▶ [Письменное задание 1]
Выпишите из записей все строки, содержащие слово «shorts».

——

А что писатель современный попаданский знает хотя бы о своем мире?
Поэтому миры чужие он создает из ярлычков. Из названий. Которые ничем, кроме названий, не отличают чужой мир от своего. И персонажи там ведут себя – как?
Как у себя дома.
Попаданец попадает не в чужой мир. Он попадает в СВОЙ мир, в мир, подогнанный лично под него.
А теперь... Зачем? Ну тоись... Зачем куда-то попадать?
Затем, что так можно усложнить считывание смыслов, заложенных автором в текст. Или их отсутствия. (Нет, именно «считывание отсутствия», все согласовано по правилам русской грмтк.) Это – макияж. Который может наноситься дольше, чем длится событие, ради которого...
Ну вы поняли.

Попаданство как жанр – пустышка. Потому что в какой-то момент внешнее свойство, всего лишь один из писательских приемов, вдруг стал не просто отличительной чертой, а смыслом написания текста (любой длины). Потому что если смысл там остался...

——

▶ [Письменное задание 2]
Перепишите фрагмент текста о попаданцах, начиная со слов «Как у себя дома.» и заканчивая словами «смысл там остался...», заменив «макияж» на «грим».

▶ [Предоставленные записи]
——

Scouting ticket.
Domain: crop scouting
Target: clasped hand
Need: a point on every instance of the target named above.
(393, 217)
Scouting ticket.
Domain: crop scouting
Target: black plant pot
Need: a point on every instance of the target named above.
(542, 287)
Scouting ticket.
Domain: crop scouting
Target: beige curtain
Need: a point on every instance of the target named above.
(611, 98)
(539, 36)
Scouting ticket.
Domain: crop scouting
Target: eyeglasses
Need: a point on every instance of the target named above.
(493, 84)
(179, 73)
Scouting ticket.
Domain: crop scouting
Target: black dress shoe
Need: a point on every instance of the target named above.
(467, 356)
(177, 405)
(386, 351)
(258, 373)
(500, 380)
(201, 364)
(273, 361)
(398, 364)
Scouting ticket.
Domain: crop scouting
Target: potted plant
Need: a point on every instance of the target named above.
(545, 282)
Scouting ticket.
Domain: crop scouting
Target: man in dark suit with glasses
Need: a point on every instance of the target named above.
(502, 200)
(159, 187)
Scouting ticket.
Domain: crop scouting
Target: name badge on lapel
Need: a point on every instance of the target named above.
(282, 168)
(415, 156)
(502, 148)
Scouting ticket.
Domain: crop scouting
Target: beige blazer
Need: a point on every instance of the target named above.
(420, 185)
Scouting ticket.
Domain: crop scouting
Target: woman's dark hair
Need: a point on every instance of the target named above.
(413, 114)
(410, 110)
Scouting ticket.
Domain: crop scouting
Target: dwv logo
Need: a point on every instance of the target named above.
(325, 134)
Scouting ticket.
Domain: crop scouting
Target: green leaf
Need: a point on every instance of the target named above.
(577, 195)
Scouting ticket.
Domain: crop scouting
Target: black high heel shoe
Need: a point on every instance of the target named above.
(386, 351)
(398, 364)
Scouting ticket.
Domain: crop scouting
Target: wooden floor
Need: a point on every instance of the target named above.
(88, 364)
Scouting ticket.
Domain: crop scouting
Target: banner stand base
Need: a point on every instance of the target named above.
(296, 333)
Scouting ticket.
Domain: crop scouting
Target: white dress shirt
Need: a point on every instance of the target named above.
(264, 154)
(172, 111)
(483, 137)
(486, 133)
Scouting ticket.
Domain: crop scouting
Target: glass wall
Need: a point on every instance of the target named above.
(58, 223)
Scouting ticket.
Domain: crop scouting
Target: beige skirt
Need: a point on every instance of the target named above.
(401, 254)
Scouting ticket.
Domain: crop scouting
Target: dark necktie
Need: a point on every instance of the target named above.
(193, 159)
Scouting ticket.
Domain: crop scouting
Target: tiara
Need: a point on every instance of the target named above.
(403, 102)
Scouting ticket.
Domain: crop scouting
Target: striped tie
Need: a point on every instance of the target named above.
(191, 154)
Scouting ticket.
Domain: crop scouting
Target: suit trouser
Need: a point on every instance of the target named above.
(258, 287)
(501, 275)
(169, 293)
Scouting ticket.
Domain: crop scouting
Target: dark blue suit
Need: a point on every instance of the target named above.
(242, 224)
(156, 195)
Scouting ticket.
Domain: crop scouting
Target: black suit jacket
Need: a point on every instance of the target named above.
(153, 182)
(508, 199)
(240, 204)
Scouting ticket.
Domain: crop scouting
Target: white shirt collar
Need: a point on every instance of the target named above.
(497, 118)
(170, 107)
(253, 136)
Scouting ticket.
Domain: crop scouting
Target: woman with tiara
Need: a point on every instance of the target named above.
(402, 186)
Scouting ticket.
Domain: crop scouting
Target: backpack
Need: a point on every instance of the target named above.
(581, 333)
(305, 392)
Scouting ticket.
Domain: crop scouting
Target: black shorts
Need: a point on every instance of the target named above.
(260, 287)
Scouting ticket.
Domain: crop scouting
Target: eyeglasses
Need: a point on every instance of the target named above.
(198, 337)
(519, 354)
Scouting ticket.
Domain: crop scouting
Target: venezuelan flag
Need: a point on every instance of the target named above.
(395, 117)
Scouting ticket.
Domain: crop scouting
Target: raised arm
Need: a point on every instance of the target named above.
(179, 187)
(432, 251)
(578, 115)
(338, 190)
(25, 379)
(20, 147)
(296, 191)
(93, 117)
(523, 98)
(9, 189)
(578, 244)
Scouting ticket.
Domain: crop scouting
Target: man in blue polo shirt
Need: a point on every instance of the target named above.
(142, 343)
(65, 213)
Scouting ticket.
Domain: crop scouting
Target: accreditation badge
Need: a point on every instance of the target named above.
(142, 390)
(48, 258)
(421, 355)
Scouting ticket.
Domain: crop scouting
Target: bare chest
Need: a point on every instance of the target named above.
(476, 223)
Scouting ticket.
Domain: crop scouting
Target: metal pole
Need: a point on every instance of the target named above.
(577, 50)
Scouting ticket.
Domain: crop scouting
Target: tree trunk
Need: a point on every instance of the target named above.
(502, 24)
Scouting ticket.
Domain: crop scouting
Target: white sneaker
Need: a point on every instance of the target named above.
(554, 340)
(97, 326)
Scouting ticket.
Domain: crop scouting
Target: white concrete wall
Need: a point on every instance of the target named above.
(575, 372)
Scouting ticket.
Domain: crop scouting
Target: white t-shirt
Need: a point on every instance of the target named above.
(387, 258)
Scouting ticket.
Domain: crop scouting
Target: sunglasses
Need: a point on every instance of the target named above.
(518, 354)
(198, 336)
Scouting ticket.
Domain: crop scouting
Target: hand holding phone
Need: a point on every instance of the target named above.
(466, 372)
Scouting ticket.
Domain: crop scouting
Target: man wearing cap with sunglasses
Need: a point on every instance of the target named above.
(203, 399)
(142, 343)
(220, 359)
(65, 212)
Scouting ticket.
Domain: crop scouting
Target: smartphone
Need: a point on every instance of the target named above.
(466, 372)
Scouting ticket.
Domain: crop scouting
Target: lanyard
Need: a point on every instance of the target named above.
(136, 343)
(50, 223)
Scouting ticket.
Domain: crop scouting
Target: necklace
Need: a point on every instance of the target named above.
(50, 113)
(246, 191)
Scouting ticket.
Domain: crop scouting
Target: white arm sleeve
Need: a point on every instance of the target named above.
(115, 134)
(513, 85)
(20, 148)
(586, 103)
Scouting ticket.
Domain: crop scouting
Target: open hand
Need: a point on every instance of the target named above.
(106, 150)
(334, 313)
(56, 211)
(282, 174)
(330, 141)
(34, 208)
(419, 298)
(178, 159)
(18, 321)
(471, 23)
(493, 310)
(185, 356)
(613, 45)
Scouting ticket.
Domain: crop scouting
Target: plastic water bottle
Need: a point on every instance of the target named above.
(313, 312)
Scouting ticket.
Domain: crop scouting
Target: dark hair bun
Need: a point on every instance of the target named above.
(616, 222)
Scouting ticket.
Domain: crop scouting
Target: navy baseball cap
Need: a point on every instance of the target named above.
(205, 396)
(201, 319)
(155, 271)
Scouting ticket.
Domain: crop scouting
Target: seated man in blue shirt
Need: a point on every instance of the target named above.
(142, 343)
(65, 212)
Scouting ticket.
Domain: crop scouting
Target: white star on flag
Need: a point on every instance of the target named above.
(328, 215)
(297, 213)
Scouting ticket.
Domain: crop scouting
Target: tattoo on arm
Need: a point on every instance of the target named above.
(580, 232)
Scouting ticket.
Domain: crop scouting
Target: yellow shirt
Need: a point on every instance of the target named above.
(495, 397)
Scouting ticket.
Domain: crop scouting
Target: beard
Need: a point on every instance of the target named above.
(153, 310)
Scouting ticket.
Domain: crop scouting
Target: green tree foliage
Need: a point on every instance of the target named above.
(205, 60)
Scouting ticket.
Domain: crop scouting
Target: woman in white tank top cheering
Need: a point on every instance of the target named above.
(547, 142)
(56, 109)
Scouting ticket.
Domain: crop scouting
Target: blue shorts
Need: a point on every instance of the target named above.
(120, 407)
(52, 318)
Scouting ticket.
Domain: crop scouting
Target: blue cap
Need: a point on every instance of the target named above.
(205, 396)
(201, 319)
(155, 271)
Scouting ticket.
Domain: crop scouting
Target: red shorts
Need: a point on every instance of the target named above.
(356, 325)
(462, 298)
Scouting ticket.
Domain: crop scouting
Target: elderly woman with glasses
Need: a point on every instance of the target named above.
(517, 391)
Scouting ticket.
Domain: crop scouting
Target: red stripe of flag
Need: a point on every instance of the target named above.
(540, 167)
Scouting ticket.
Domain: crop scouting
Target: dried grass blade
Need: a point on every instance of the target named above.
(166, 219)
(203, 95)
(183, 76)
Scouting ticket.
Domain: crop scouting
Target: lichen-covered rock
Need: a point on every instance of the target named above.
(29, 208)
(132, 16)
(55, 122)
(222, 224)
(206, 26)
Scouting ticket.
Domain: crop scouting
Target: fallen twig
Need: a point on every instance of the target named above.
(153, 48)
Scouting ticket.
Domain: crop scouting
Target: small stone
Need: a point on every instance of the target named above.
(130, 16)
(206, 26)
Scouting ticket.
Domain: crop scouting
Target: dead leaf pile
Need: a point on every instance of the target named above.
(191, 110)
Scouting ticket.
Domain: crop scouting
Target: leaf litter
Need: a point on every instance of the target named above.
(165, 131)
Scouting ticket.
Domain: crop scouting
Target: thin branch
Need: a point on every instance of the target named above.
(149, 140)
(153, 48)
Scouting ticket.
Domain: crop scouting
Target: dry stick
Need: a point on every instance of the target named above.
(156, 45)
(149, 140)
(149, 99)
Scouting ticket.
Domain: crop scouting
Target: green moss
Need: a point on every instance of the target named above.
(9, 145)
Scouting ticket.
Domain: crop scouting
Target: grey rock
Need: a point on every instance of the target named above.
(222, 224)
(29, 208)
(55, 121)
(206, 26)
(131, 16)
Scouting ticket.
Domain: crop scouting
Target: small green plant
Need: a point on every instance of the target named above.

——

▶ [Итоговый ответ 1]
Target: black shorts
Target: blue shorts
Target: red shorts

▶ [Итоговый ответ 2]
Как у себя дома.
Попаданец попадает не в чужой мир. Он попадает в СВОЙ мир, в мир, подогнанный лично под него.
А теперь... Зачем? Ну тоись... Зачем куда-то попадать?
Затем, что так можно усложнить считывание смыслов, заложенных автором в текст. Или их отсутствия. (Нет, именно «считывание отсутствия», все согласовано по правилам русской грмтк.) Это – грим. Который может наноситься дольше, чем длится событие, ради которого...
Ну вы поняли.

Попаданство как жанр – пустышка. Потому что в какой-то момент внешнее свойство, всего лишь один из писательских приемов, вдруг стал не просто отличительной чертой, а смыслом написания текста (любой длины). Потому что если смысл там остался...